Repeat each record word for word. Leave nothing out.

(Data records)
┏━━
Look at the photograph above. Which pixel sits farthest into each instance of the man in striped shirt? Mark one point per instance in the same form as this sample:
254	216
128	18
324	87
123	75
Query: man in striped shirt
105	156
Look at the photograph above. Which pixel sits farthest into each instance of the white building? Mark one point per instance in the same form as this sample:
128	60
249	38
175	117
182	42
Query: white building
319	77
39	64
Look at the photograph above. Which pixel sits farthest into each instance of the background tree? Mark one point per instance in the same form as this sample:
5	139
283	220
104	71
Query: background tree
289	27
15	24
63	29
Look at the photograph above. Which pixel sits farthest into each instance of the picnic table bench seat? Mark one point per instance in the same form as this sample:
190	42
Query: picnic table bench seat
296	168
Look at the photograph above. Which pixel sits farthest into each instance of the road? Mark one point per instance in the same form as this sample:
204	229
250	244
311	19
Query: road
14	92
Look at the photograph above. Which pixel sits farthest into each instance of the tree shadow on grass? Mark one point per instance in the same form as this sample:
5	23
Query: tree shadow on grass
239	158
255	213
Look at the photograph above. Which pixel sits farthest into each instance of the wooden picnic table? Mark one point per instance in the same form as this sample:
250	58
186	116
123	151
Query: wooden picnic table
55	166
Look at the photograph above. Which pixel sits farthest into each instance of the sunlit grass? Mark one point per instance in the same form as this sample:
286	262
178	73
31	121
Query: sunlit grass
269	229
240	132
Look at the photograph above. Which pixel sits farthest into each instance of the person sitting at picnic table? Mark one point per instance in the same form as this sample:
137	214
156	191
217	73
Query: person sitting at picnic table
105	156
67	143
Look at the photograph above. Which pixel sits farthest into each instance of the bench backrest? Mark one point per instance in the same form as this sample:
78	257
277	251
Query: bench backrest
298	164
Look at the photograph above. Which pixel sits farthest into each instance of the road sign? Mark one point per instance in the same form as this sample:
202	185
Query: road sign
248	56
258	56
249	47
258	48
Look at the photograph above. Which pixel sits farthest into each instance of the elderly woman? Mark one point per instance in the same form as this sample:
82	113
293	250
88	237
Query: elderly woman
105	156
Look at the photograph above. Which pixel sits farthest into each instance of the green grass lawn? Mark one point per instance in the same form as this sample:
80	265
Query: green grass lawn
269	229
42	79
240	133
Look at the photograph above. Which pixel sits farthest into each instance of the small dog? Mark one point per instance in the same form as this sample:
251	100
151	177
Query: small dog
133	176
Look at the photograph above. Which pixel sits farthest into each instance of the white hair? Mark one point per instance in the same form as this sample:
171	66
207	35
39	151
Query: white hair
┗━━
**Expected output:**
Look at the photograph above. Which pixel sits farthest into each instance of the man in striped shirt? Mark one point per instance in the same form as this sample:
254	216
128	18
324	87
123	75
Query: man in striped shirt
105	156
Look at the photograph above. Which pixel sits farthest into each instance of the white building? Mark one point per instance in the same form as this sample:
128	60
249	38
175	117
182	42
Query: white building
319	77
39	64
Look at the photograph above. Which pixel sits farthest into each instance of the background tree? Mark one point per instance in the same form as this sample:
5	139
283	220
104	71
Query: background tree
289	27
15	24
63	29
Look at the photograph above. Which pixel sits farthest into each instance of the picnic table bench seat? Mark one point per instance in the same form as this sample:
190	42
Query: picnic table bench seat
296	168
Look at the photograph above. Which pixel sits farthest into each instance of the road? Mark one point per instance in the same form as this sample:
204	229
250	244
311	19
Query: road
14	92
Look at the photograph above. Which pixel sits farthest into each instance of the tree shadow on grass? Mark one point per instance in the same form as this sample:
5	23
Query: tree shadow on grass
239	158
255	213
Look at the photograph above. Which pixel sits farthest into each instance of the wooden picnic table? Mark one point per instance in the same form as this sample:
250	58
186	116
123	151
Query: wooden picnic table
55	166
Look at the photograph above. Which pixel sits farthest into each instance of the sunlit grass? Mark one point per instance in the same form as this sample:
286	262
178	73
31	121
Query: sunlit grass
269	229
240	132
Look at the photograph above. Which pixel sits farthest into each instance of the person sitting at picnic table? Mark one point per instance in the same form as this sample:
137	214
156	191
217	73
Query: person sitting at picnic table
105	156
67	143
Look at the photograph above. Which pixel sits farthest into each instance of the bench backrest? Mark one point per instance in the same form as this sample:
78	257
277	251
Query: bench backrest
298	164
Look at the photograph above. Which pixel sits farthest into each instance of the road sign? Mark one point per instance in the same form as this sample:
202	185
Query: road sign
248	56
258	56
249	47
258	48
Look at the photograph above. Which pixel sits farthest into each instance of the elderly woman? Mark one point per instance in the same form as this sample:
82	113
293	250
88	237
Query: elderly woman
105	156
Look at the photograph above. Which pixel sits farthest into each instance of the green grass lawn? Mark one point per instance in the same form as this sample:
80	265
Query: green grass lawn
269	229
42	79
240	133
Look at the photograph above. Which pixel sits farthest into each instance of the small dog? Mark one point per instance in the same form as this sample:
251	100
151	177
Query: small dog
133	176
Look at the photograph above. Which pixel sits farthest into each instance of the white hair? Mark one point per instance in the same form as this sample:
171	66
207	35
39	151
Query: white hair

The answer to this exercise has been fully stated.